EXERCISE DIRECTIONS
Print every line of the data word for word.

DATA FOR REVIEW
------------------------------------------------------------------------

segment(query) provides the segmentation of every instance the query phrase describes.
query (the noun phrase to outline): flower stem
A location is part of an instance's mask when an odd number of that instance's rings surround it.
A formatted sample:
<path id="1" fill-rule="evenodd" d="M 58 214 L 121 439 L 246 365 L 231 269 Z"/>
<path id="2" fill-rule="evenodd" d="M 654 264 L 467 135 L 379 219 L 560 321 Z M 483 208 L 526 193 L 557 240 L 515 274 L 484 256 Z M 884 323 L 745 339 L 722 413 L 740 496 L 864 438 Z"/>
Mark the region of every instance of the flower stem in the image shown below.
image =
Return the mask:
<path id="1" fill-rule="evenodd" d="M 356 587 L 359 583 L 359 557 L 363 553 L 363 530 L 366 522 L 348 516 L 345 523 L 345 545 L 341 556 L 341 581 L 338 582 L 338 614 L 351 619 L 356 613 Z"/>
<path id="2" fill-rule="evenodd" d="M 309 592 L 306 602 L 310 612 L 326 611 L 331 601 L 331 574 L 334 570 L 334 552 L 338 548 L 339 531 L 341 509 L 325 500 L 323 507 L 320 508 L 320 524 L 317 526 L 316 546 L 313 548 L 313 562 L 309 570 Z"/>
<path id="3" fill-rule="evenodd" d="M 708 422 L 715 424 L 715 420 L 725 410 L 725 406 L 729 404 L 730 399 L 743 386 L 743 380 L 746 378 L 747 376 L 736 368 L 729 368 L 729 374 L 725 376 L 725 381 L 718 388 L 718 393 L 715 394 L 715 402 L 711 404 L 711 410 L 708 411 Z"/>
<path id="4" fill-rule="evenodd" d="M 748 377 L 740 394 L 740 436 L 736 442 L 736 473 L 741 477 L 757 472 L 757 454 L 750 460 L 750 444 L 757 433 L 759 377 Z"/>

------------------------------------------------------------------------

RESULT OF THE TASK
segment(query) provides the segmentation of every instance the query phrase describes.
query (the noun phrase to outline): flower stem
A location is part of an instance's mask when an odd number of that instance's rings surround it.
A formatted sample:
<path id="1" fill-rule="evenodd" d="M 58 214 L 121 439 L 246 365 L 231 269 Z"/>
<path id="2" fill-rule="evenodd" d="M 654 264 L 467 135 L 379 219 L 560 321 Z M 483 208 L 526 193 L 557 240 L 515 274 L 484 256 Z M 884 323 L 745 339 L 722 413 L 740 496 L 864 438 Z"/>
Mark the region of every instance of the flower stem in the image shown below.
image =
Return the mask:
<path id="1" fill-rule="evenodd" d="M 356 587 L 359 583 L 359 557 L 363 553 L 363 530 L 366 522 L 348 516 L 345 523 L 345 545 L 341 556 L 341 581 L 338 582 L 338 614 L 351 619 L 356 613 Z"/>
<path id="2" fill-rule="evenodd" d="M 309 592 L 306 602 L 310 612 L 326 611 L 331 601 L 331 574 L 334 570 L 334 552 L 338 548 L 339 531 L 341 509 L 325 500 L 323 507 L 320 508 L 320 524 L 317 526 L 316 546 L 313 548 L 313 562 L 309 570 Z"/>
<path id="3" fill-rule="evenodd" d="M 708 422 L 715 424 L 715 420 L 725 410 L 725 406 L 729 404 L 730 399 L 743 386 L 743 380 L 746 378 L 747 376 L 736 368 L 729 368 L 729 374 L 725 376 L 725 381 L 718 388 L 718 393 L 715 394 L 715 402 L 711 404 L 711 410 L 708 411 Z"/>
<path id="4" fill-rule="evenodd" d="M 748 377 L 740 394 L 740 436 L 736 442 L 736 473 L 741 477 L 757 472 L 757 454 L 750 460 L 750 444 L 757 433 L 759 377 Z"/>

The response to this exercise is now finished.